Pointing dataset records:

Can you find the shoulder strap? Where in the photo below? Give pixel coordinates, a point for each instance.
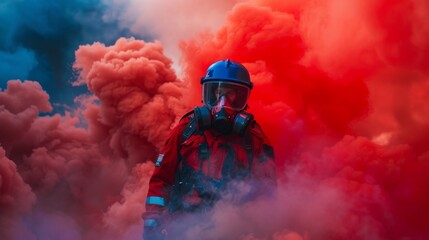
(248, 147)
(190, 128)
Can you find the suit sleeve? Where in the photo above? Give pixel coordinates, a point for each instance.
(263, 165)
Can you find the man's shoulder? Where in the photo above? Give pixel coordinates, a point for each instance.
(256, 131)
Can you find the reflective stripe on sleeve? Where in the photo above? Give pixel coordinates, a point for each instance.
(150, 223)
(155, 200)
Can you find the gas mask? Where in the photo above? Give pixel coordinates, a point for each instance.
(223, 110)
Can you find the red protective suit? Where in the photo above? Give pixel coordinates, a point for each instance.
(213, 158)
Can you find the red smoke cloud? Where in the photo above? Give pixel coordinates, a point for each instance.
(340, 89)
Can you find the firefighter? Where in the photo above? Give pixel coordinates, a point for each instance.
(211, 146)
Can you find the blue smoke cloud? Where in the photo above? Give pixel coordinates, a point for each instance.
(39, 39)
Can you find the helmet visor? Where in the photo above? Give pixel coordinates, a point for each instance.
(235, 95)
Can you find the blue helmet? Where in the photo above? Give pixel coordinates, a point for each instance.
(227, 71)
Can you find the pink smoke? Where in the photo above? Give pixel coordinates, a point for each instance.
(340, 89)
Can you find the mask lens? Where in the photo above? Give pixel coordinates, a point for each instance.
(235, 95)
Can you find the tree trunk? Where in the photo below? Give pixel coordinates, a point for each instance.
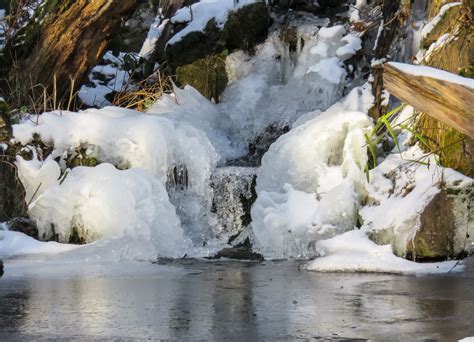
(384, 43)
(62, 42)
(455, 149)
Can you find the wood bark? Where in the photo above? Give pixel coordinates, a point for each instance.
(63, 42)
(445, 101)
(381, 50)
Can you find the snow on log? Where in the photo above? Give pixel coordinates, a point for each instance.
(442, 95)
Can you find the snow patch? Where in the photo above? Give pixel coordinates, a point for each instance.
(354, 252)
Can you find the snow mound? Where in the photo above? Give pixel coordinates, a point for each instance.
(16, 244)
(354, 252)
(126, 138)
(311, 182)
(103, 202)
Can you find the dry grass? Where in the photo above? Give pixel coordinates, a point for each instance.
(140, 96)
(37, 98)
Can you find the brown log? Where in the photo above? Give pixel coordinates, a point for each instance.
(446, 101)
(71, 38)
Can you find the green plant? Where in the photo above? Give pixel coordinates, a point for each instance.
(385, 128)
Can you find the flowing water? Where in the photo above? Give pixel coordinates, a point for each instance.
(219, 301)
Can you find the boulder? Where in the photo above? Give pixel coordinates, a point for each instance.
(198, 59)
(234, 195)
(24, 225)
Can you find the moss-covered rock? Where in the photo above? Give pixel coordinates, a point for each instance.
(244, 29)
(5, 127)
(452, 15)
(247, 27)
(434, 240)
(208, 75)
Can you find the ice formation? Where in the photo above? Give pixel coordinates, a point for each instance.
(311, 182)
(160, 174)
(354, 252)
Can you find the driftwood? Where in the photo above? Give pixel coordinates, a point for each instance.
(448, 102)
(63, 41)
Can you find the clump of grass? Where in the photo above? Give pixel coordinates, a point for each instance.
(386, 128)
(38, 98)
(142, 95)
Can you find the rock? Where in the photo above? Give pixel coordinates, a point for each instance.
(242, 251)
(260, 145)
(455, 150)
(434, 240)
(24, 225)
(12, 193)
(5, 125)
(244, 29)
(234, 195)
(247, 27)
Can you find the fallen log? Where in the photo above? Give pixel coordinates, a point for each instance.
(442, 95)
(61, 43)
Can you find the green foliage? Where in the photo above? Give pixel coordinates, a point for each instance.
(386, 129)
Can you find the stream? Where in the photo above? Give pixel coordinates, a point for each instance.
(224, 300)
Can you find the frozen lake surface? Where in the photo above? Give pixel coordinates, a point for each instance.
(220, 301)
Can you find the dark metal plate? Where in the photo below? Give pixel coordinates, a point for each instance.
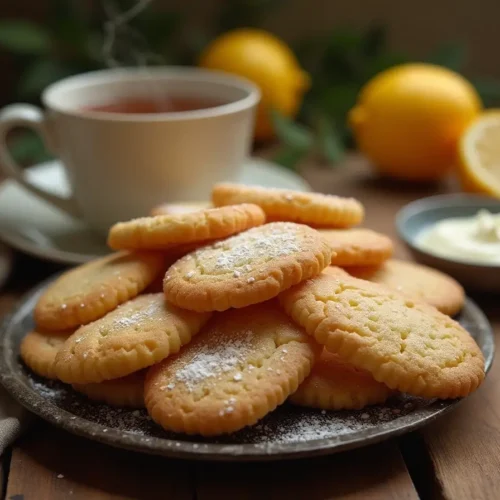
(288, 432)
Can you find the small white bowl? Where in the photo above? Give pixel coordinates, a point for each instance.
(420, 215)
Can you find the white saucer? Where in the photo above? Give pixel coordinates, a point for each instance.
(35, 227)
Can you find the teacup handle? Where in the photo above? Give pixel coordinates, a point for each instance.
(26, 115)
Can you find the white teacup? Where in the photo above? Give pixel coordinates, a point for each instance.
(119, 165)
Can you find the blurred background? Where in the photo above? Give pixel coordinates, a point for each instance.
(340, 45)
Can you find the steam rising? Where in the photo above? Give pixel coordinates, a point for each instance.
(123, 45)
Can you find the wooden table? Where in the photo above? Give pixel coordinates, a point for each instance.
(457, 457)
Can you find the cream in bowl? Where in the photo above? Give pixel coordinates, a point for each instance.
(458, 234)
(470, 239)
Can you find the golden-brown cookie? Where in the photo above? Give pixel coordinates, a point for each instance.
(90, 291)
(422, 282)
(180, 208)
(126, 391)
(136, 335)
(334, 384)
(251, 267)
(39, 349)
(406, 344)
(285, 205)
(358, 247)
(243, 365)
(167, 231)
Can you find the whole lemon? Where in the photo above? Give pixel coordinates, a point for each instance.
(269, 63)
(409, 119)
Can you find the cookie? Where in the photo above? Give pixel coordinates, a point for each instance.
(90, 291)
(358, 247)
(126, 391)
(180, 208)
(243, 365)
(294, 206)
(39, 349)
(408, 345)
(251, 267)
(336, 385)
(167, 231)
(422, 282)
(138, 334)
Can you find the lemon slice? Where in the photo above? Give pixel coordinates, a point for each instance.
(479, 155)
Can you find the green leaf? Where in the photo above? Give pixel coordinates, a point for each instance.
(339, 99)
(38, 75)
(489, 90)
(27, 147)
(289, 157)
(328, 140)
(382, 62)
(23, 37)
(245, 13)
(450, 55)
(292, 134)
(374, 40)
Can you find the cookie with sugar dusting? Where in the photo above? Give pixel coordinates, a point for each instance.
(406, 344)
(243, 365)
(122, 392)
(248, 268)
(168, 231)
(39, 349)
(314, 209)
(136, 335)
(88, 292)
(358, 246)
(424, 283)
(179, 208)
(334, 384)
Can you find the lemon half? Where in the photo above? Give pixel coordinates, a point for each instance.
(479, 154)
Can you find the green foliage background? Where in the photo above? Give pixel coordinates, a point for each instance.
(70, 41)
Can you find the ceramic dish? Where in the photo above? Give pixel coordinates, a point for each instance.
(420, 215)
(37, 228)
(288, 432)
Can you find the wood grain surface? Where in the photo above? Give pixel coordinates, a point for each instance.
(457, 457)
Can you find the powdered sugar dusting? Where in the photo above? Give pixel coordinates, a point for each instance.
(215, 360)
(140, 315)
(287, 424)
(277, 240)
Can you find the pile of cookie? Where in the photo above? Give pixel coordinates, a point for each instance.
(212, 315)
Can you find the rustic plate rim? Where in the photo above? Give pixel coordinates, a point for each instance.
(35, 403)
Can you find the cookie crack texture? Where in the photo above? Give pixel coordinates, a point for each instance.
(167, 231)
(244, 364)
(246, 269)
(102, 285)
(136, 335)
(405, 344)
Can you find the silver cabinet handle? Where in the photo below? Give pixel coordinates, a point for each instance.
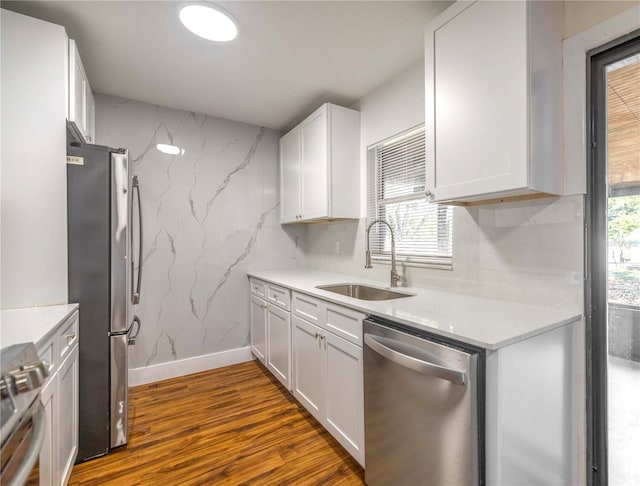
(135, 294)
(457, 377)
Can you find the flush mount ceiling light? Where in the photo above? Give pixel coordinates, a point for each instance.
(208, 21)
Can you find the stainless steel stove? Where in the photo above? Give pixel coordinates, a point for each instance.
(21, 413)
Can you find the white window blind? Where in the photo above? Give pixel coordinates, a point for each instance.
(397, 195)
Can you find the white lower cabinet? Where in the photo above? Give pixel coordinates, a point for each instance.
(271, 328)
(59, 396)
(328, 383)
(48, 460)
(344, 394)
(279, 344)
(320, 362)
(309, 366)
(258, 328)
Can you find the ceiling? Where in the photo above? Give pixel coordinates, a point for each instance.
(289, 57)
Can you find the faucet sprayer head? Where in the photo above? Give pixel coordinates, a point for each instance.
(367, 263)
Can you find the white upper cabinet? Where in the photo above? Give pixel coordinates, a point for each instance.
(320, 167)
(290, 176)
(493, 100)
(81, 100)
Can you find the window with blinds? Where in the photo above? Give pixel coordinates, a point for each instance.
(397, 195)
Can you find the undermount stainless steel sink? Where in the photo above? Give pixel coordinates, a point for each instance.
(364, 292)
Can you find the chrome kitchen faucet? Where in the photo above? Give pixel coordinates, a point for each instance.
(395, 276)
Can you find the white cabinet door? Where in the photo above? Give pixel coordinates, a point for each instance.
(344, 397)
(320, 167)
(258, 328)
(279, 344)
(67, 449)
(290, 176)
(308, 366)
(314, 166)
(77, 89)
(484, 120)
(82, 105)
(48, 461)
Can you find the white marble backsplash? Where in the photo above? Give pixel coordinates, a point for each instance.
(210, 213)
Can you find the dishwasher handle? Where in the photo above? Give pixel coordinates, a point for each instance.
(457, 377)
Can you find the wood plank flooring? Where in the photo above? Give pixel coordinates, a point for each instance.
(229, 426)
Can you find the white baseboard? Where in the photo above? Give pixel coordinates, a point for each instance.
(173, 369)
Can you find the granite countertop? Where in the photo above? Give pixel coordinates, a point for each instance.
(486, 323)
(32, 324)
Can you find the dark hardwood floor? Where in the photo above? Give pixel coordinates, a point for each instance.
(233, 425)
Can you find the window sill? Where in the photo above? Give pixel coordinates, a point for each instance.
(433, 263)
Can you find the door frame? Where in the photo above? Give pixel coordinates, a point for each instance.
(596, 305)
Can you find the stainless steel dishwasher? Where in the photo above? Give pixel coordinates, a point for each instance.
(421, 397)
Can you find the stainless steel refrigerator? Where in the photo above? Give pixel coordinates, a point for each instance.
(104, 230)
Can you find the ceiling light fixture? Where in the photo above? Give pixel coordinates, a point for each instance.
(208, 21)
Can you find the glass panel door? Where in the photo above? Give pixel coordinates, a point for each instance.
(623, 268)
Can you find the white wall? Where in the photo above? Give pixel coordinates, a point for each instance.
(210, 214)
(580, 15)
(34, 169)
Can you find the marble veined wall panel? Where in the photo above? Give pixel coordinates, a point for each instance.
(210, 213)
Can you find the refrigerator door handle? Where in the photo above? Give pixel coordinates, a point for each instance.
(135, 293)
(131, 336)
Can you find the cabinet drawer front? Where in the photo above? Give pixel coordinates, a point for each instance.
(48, 354)
(279, 296)
(308, 308)
(68, 335)
(344, 322)
(257, 287)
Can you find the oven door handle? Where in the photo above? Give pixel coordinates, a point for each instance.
(33, 452)
(457, 377)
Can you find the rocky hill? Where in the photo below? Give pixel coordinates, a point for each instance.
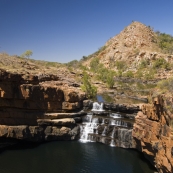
(137, 47)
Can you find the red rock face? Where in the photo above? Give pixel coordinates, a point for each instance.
(153, 134)
(25, 98)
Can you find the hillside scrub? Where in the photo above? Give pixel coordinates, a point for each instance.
(165, 42)
(161, 63)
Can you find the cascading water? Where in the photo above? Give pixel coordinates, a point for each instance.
(106, 127)
(97, 107)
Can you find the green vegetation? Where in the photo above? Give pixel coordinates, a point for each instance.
(149, 74)
(165, 42)
(27, 54)
(94, 64)
(143, 64)
(161, 63)
(166, 84)
(128, 74)
(139, 74)
(89, 89)
(121, 65)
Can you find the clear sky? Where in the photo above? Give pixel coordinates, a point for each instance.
(64, 30)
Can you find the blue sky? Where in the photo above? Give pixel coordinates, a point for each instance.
(64, 30)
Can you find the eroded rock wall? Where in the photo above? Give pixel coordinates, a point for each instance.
(37, 107)
(153, 133)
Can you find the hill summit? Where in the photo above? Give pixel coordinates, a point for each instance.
(134, 36)
(137, 49)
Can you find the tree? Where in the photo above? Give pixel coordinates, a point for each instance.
(27, 54)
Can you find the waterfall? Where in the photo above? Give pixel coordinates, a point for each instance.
(97, 107)
(110, 128)
(104, 131)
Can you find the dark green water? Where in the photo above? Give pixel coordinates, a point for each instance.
(72, 157)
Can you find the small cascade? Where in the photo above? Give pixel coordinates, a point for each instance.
(97, 107)
(113, 133)
(115, 115)
(110, 128)
(104, 131)
(112, 144)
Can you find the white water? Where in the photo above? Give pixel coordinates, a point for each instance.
(97, 107)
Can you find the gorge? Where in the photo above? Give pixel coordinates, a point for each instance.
(41, 103)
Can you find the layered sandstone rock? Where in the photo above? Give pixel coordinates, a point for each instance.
(37, 107)
(153, 132)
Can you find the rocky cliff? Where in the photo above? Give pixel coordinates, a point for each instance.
(153, 133)
(37, 107)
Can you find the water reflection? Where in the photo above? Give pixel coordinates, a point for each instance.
(72, 157)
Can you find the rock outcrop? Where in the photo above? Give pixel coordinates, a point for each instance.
(153, 133)
(39, 107)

Written task
Copy the records verbatim, starting at the line that contains "Can you find the layered" and continuing through the final line.

Task output
Can you find the layered sandstone rock? Where in the photo above? Give pixel coordinates, a point for each instance.
(37, 107)
(153, 132)
Can you find the rocky cliff? Where in the photo above? Give pixel coordinates, a point for each instance.
(153, 133)
(37, 107)
Can you find the water reflection? Where in the photo above? Give pixel coordinates, a point for each instance.
(72, 157)
Can you find the rock outcrop? Where in the photo above? Give pixel coordinates, a point for each instance.
(153, 133)
(39, 107)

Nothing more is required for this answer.